## Stated task A
Answer these questions from the temper tantrum article, each on its own line:
(i) According to the article, what doesn't go fast?
(ii) Which two conditions make the writer's own kids' emotions run high?
(iii) What does the article call dragging a child out for a late night?
## Stated task B
Does each statement agree with the temper tantrum article? Answer yes or no and quote the words that decide it.
(i) Some toddlers never have tantrums.
(ii) The irrational tantrums of the early years fade as kids grow.
(iii) Parents have to wait for the phase to pass.
## Stated task C
Can you write what comes next in the temper tantrum article, picking up after its final paragraph?

How to Stop a Temper Tantrum


When you have toddlers and preschoolers, people everywhere look longingly at your kids and beg you to enjoy every single second of it.  It goes so fast, they tell you.  Over and over again.  And it does.  One minute you have these helpless little beings attached to you at all times and the next you watch the kindergarten door close with tears streaming down your face because you finally had to let your baby find his own way in this world…something like that, anyway.

You know what doesn’t go fast?  Temper tantrums.

They all have them.  I don’t care how “mellow” or “easy going” a toddler or preschooler is.  I don’t care how much of an “old soul” you have on your hands.  Temper tantrums are part of child development.  They all have them.  Some more than others and some louder and longer than others…but they have them.

And they seem to last an eternity.

Here’s the good news:  Temper tantrums are time limited.  Yes, kids of all ages experience big emotions and big kids will cry and yell when upset, but the irrational tantrums of the early years do fade away as kids grow and learn to regulate their emotions.

Here’s the other good news:  YOU can help your little ones learn to regulate their emotions.  You don’t have to wait for a “phase to pass” or for them to “grow out of it”.  You can be proactive.  And probably save some of your sanity in the process.

Before the tantrum begins….

Play detective:

All kids have their breaking points.  If mine are hungry or tired, look out.  Emotions are high.

A few common triggers:

  • Hunger
  • Exhaustion
  • Thirst
  • Stress
  • Loud environments
  • Crowds
  • Illness
  • Sensory overload
  • Overstimulation
  • Frustration
  • Fear

Life is busy and sometimes we forget to look at the clock and think about things like hunger, thirst and/or fatigue, but all three of these things can cause a tantrum in a hot second.  We have to pay attention to the unique needs of each of our kids and plan accordingly.  To drag a child out for a late night is a setup for the child, especially a child who is used to an earlier bedtime.

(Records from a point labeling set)
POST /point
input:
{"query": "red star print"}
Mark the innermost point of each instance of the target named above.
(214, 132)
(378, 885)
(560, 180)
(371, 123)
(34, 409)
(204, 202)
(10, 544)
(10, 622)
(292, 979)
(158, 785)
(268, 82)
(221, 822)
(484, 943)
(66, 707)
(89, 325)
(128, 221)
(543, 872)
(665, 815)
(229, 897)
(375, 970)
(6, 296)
---
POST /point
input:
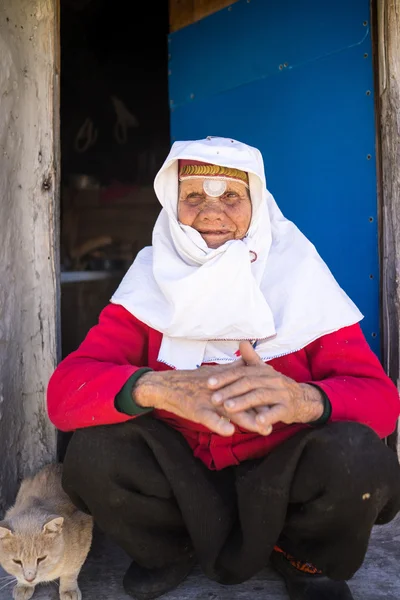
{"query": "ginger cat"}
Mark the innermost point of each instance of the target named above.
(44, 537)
---
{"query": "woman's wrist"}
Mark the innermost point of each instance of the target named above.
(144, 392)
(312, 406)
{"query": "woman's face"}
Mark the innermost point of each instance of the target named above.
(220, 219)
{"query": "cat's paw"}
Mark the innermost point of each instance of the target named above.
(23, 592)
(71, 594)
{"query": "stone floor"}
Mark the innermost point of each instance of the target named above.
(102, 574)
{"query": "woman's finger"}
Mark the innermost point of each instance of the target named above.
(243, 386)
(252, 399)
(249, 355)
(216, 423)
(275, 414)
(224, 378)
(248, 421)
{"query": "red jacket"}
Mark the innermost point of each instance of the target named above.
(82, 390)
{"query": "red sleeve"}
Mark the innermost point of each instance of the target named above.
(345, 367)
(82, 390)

## Expected answer A
(i) Temper tantrums.
(ii) Being hungry or tired.
(iii) A setup for the child.

## Expected answer B
(i) No: "They all have them."
(ii) Yes: "the irrational tantrums of the early years do fade away as kids grow and learn to regulate their emotions"
(iii) No: "You don’t have to wait for a “phase to pass” or for them to “grow out of it”."

## Expected answer C
Look for clues.  After a meltdown, take a moment to jot down time, place, circumstances, what was happening just prior to the meltdown and any other important information.  A pattern will emerge, and that will help you figure out where you can make changes to your habits and routines.  I once worked with a child that couldn’t stand bright lights – a fresh coat of paint (in a soothing color) in the bedroom and lamps with lowlights changed everything.

Watch your stress level:

If you are stressed, your child will pick up on it.

Take the time to take care of you so that you can remain calm when your child needs you.  Easier said than done, right?  It’s true.  It’s hard to find “me time” and cope with our own emotions when we are always helping our kids, but we need to hit the pause on being everything all of the time and dial back the busy schedules so that we have time to breathe.

Here’s what helps me:  We all have 45 minutes of quiet time every day.  No exceptions.  I try to pack lunches at night or before breakfast as much as possible to avoid the morning rush.  Shoes and socks are kept in individual bins by the front door to avoid searching for them on the way out the door.  No more than two after school activities per child (my son only likes one per week, anyway – he knows his limits) at a time.  When all else fails, pajama parties in the middle of the afternoon with tea and books galore.  It works for us.

Teach feelings identification:

Get or make a feelings faces chart and use it daily.  Use it to talk about your happy feelings (“I feel so happy because I ate a delicious apple and I love apples!”), use it to describe your worries (“I’m feeling worried because I can’t find my wallet and I think I lost it”) and use it to describe your frustration (“I feel angry because I can’t get this phone to work”).

Point to the feeling.  State the feeling.  Describe the feeling.  Identify one solution.  Have your child do the same.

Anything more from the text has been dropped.